(Instruction) In the forum thread below about ironing acetate fabric, rewrite the part that begins with "# questions about" and ends with "dark, shadowed blue.", putting "choir" in place of "singing group".

# questions about ironing acetate fabric



## CBB (Sep 12, 2014)

I'm a member of a singing group. We usually wear formal wear for concerts. The women recently got new, matching skirts and overblouses. The skirts are 100% acetate, in a dark, shadowed blue.

Shipping caused some wrinkles, of course, so I did some research on ironing this fabric. I seem to recall using acetate to line dresses and skirts when I was much younger, but the fabric was much flimsier than what this skirt is made of. It's approximately the weight of satin, not liner material.

Most of what I read about it now is to use a cool iron. My iron is a Black & Decker, nice and heavy, with a metal housing rather than plastic. I suspect that part of my question is about the iron, rather than the fabric. The lowest setting is labeled for acetate & acrylic. The next one up the slide is for silk & nylon. The third setting is for rayon & polyester, and the fourth is cotton blends. All of these are non-steam, which makes sense.The lowest setting didn't do much for the wrinkles, so I gradually eased the heat up to silk, which was better, but not perfect.

So, my question is, for those of you with more recent sewing and fabric experience than mine, what is the optimum setting for getting the wrinkles out of acetate fabric? Is silk as high as I should go?

My secondary question has to do with acrylic on the lowest setting. I remember making clothes from woven acrylic fabric which looked, behaved and wore like lightweight wool. I don't remember what kind of heat I used to press out the wrinkles (there weren't many), but it wasn't the lowest on the iron.

So, is my iron mislabeled, or are fabrics just different now than what I remember?


----------



## laceluvr (Feb 16, 2012)

(Dataset)
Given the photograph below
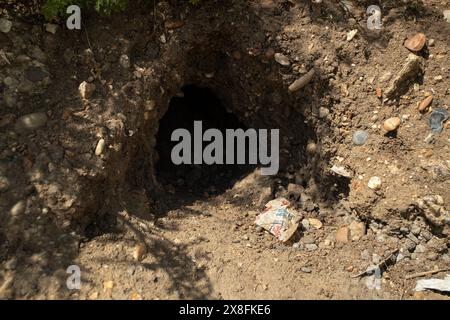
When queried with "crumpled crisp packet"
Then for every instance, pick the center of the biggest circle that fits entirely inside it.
(278, 219)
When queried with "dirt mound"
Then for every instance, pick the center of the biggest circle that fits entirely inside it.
(85, 176)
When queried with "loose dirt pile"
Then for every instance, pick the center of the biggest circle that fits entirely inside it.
(85, 176)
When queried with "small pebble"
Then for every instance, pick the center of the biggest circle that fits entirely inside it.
(5, 25)
(437, 119)
(306, 270)
(100, 147)
(282, 59)
(391, 124)
(360, 137)
(423, 106)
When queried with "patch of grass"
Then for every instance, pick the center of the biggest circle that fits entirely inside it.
(55, 8)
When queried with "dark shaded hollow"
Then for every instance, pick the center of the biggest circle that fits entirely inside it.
(197, 104)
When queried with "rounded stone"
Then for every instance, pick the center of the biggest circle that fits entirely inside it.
(374, 183)
(360, 137)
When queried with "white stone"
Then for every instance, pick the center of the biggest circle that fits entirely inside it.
(5, 25)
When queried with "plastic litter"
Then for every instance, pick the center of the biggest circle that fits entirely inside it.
(280, 220)
(442, 285)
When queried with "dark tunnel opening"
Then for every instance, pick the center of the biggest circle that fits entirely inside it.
(196, 104)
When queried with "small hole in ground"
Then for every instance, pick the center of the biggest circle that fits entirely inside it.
(198, 104)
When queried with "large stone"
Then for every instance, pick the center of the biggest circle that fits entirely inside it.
(31, 121)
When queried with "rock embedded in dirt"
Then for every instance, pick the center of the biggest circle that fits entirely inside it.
(343, 235)
(341, 171)
(360, 137)
(174, 24)
(282, 59)
(437, 119)
(392, 124)
(374, 183)
(139, 251)
(5, 25)
(305, 224)
(324, 112)
(357, 230)
(311, 247)
(446, 15)
(86, 90)
(416, 43)
(32, 121)
(4, 184)
(100, 147)
(413, 67)
(265, 197)
(125, 61)
(315, 223)
(302, 82)
(351, 34)
(423, 106)
(18, 209)
(51, 28)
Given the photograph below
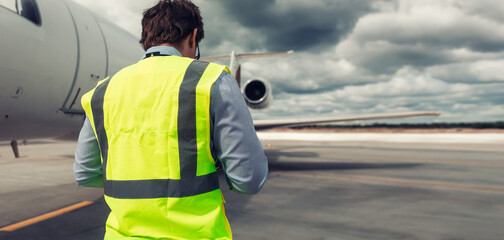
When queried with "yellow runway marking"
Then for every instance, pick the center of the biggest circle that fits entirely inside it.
(43, 217)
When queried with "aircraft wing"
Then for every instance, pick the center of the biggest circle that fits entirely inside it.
(293, 122)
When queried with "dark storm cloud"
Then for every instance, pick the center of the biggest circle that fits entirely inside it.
(297, 25)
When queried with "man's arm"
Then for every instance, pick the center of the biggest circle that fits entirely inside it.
(87, 165)
(234, 138)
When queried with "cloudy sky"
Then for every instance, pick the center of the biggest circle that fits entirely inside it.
(356, 57)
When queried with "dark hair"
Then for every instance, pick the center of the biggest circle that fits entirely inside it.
(170, 21)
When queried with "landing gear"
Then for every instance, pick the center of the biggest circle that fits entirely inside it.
(15, 148)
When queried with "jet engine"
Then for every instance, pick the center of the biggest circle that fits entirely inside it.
(257, 93)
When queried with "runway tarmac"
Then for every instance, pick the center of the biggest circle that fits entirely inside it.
(316, 190)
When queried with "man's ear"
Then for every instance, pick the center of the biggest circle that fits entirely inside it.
(192, 38)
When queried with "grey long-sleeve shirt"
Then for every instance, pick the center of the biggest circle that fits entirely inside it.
(233, 139)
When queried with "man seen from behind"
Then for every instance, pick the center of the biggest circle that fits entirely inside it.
(156, 129)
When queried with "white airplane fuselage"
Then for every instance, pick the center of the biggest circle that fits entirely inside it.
(47, 65)
(45, 68)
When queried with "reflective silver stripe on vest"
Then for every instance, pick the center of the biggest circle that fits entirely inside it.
(98, 118)
(162, 188)
(189, 184)
(188, 147)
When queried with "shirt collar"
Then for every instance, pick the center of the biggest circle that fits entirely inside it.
(165, 50)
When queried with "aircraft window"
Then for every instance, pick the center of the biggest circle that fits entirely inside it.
(26, 8)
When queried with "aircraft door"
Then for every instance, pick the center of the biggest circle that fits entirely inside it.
(92, 57)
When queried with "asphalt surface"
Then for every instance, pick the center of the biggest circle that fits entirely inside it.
(316, 190)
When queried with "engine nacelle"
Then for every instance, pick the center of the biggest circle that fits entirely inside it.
(257, 93)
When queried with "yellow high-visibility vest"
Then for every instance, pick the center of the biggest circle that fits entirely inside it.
(152, 122)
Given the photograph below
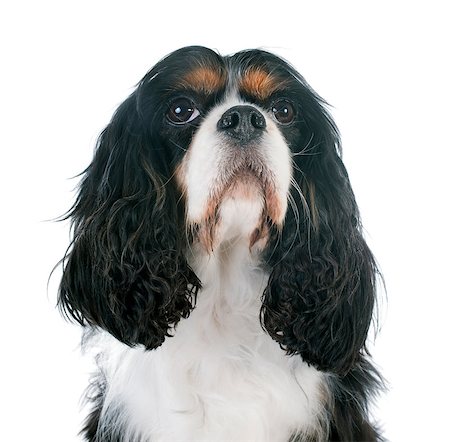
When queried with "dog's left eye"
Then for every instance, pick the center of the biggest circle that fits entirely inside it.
(182, 111)
(283, 111)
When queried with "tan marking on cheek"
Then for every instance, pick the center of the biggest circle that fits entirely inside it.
(204, 80)
(259, 84)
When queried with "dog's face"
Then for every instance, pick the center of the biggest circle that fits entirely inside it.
(208, 149)
(234, 130)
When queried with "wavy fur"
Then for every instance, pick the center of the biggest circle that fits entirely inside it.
(280, 330)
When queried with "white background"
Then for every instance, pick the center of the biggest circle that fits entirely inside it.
(66, 65)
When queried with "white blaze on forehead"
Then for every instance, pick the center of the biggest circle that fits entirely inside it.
(209, 163)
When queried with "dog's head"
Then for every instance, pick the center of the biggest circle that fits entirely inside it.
(207, 149)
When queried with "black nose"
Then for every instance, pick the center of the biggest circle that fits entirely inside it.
(245, 123)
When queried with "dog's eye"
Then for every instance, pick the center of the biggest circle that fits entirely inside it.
(283, 111)
(182, 111)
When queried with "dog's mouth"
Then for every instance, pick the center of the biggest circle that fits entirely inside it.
(245, 200)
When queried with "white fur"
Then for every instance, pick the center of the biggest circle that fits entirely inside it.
(208, 159)
(220, 377)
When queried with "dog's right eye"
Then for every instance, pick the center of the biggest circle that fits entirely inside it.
(182, 111)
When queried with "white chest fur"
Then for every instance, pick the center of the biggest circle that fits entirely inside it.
(220, 377)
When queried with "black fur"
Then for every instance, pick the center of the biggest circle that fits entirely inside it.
(126, 271)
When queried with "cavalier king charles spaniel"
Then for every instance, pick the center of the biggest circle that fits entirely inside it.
(218, 264)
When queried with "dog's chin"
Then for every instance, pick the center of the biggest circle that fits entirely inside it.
(244, 211)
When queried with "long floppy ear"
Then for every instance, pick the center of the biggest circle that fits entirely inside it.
(320, 295)
(126, 271)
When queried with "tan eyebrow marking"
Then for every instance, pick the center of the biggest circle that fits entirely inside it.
(204, 80)
(259, 84)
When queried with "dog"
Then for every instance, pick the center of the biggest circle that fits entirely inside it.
(218, 265)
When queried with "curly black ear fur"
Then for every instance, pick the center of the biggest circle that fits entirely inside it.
(320, 295)
(126, 271)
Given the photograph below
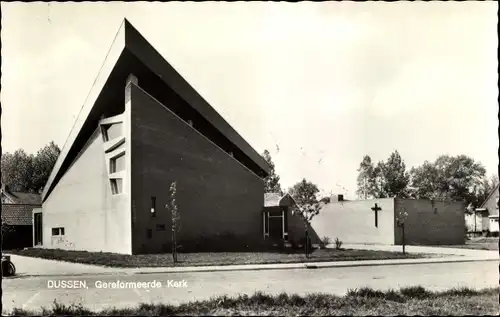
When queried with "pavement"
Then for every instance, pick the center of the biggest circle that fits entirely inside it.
(29, 267)
(445, 251)
(33, 293)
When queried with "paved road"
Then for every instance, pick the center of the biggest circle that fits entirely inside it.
(32, 293)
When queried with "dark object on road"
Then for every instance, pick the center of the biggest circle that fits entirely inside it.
(8, 268)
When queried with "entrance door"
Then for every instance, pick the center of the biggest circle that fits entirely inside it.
(38, 228)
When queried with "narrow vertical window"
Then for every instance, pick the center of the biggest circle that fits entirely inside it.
(153, 206)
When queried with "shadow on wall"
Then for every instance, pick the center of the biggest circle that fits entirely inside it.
(223, 242)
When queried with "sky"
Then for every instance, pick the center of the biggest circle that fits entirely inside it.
(319, 85)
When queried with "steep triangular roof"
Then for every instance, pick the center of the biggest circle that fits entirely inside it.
(130, 53)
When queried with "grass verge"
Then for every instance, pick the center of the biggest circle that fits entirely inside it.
(209, 259)
(365, 301)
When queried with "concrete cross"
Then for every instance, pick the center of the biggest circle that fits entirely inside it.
(376, 208)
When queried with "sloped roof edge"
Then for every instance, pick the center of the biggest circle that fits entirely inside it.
(128, 38)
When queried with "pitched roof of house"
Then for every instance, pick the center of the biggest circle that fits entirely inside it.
(23, 198)
(495, 190)
(17, 214)
(131, 53)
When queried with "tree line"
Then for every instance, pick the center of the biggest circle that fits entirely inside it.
(29, 173)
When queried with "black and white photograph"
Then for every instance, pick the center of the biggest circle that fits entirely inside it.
(249, 158)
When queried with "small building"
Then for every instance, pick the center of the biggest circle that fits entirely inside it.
(17, 228)
(374, 221)
(488, 211)
(142, 127)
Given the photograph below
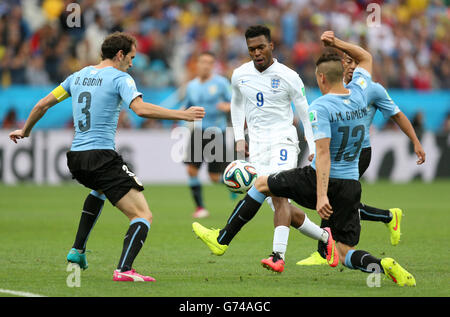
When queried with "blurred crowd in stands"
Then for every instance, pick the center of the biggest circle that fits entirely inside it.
(411, 42)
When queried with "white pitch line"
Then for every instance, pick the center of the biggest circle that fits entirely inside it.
(17, 293)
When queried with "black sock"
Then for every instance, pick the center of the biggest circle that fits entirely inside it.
(197, 194)
(92, 209)
(133, 242)
(244, 211)
(364, 261)
(374, 214)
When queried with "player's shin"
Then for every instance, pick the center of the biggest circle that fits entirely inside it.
(245, 210)
(133, 242)
(374, 214)
(196, 190)
(92, 209)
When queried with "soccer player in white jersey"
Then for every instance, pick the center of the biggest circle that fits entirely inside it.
(262, 92)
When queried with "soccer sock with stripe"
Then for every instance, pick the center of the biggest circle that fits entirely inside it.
(363, 261)
(196, 190)
(245, 210)
(374, 214)
(92, 209)
(133, 242)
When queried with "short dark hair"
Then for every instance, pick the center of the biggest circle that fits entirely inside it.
(330, 64)
(257, 30)
(115, 42)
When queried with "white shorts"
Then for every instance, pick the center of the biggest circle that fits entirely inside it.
(272, 158)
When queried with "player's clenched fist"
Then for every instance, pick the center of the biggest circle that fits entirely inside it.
(16, 135)
(194, 113)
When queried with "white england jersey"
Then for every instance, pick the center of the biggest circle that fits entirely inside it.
(263, 99)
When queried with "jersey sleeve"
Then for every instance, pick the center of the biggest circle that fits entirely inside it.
(383, 101)
(298, 98)
(63, 90)
(320, 122)
(237, 110)
(127, 89)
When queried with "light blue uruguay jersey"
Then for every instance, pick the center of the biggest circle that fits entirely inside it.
(377, 99)
(97, 98)
(343, 119)
(207, 95)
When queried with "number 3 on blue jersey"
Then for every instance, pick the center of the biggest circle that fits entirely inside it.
(260, 99)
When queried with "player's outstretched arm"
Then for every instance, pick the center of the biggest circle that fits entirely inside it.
(151, 111)
(36, 114)
(323, 164)
(356, 52)
(405, 125)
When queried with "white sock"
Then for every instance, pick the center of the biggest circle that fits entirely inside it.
(310, 229)
(280, 239)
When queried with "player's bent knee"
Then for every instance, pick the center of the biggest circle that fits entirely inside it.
(261, 185)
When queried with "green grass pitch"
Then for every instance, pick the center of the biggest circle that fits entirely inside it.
(38, 225)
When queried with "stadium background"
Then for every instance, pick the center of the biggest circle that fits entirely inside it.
(37, 222)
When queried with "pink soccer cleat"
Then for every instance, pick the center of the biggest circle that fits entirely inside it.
(131, 276)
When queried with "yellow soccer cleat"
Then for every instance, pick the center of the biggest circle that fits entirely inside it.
(396, 273)
(209, 237)
(313, 259)
(394, 225)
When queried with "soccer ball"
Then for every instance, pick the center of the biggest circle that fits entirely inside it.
(239, 176)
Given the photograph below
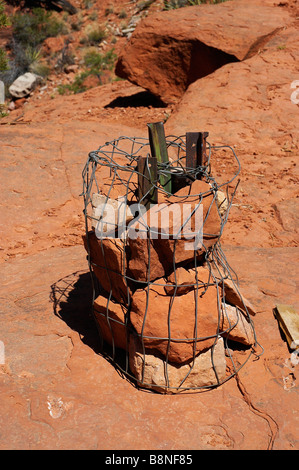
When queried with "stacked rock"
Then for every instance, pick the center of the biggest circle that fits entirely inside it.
(165, 302)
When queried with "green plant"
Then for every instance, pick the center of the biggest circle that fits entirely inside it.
(93, 36)
(31, 29)
(4, 22)
(39, 68)
(95, 63)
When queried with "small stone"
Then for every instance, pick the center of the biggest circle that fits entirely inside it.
(222, 202)
(11, 106)
(182, 280)
(236, 326)
(24, 85)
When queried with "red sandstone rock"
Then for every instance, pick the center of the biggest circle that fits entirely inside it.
(233, 296)
(151, 371)
(182, 280)
(109, 264)
(111, 317)
(170, 50)
(236, 325)
(159, 317)
(174, 238)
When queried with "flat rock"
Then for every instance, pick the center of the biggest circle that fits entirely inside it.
(169, 50)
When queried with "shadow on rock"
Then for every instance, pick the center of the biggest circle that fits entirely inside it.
(72, 303)
(72, 298)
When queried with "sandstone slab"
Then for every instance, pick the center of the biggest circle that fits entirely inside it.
(170, 50)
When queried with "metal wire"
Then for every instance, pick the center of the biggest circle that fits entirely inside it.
(115, 163)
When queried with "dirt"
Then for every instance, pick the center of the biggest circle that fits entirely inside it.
(57, 390)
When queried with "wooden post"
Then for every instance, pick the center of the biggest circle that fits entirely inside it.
(159, 150)
(196, 150)
(147, 178)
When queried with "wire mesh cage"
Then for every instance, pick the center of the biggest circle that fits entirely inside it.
(167, 304)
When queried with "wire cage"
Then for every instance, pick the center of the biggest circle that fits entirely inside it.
(166, 303)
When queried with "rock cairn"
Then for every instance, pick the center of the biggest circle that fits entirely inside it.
(167, 301)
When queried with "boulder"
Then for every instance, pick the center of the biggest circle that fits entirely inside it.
(236, 325)
(24, 85)
(182, 280)
(180, 232)
(108, 260)
(171, 49)
(233, 296)
(111, 318)
(177, 326)
(151, 371)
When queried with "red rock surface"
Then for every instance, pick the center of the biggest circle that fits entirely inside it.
(57, 390)
(168, 51)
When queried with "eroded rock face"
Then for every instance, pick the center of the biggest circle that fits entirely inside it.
(175, 326)
(153, 372)
(182, 229)
(170, 50)
(108, 261)
(111, 318)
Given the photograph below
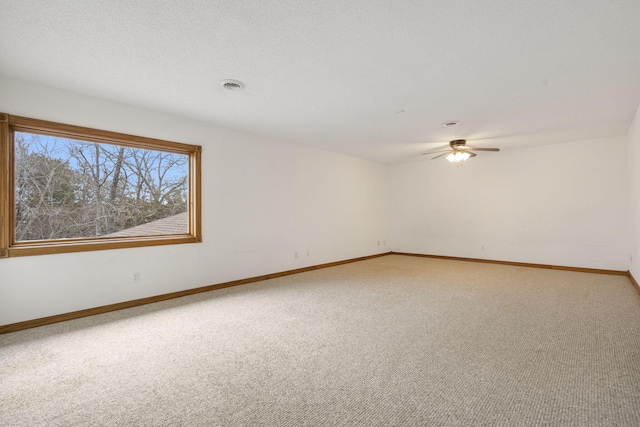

(Reply to the exercise)
# questions about ironing acetate fabric



## CBB (Sep 12, 2014)

I'm a member of a choir. We usually wear formal wear for concerts. The women recently got new, matching skirts and overblouses. The skirts are 100% acetate, in a dark, shadowed blue.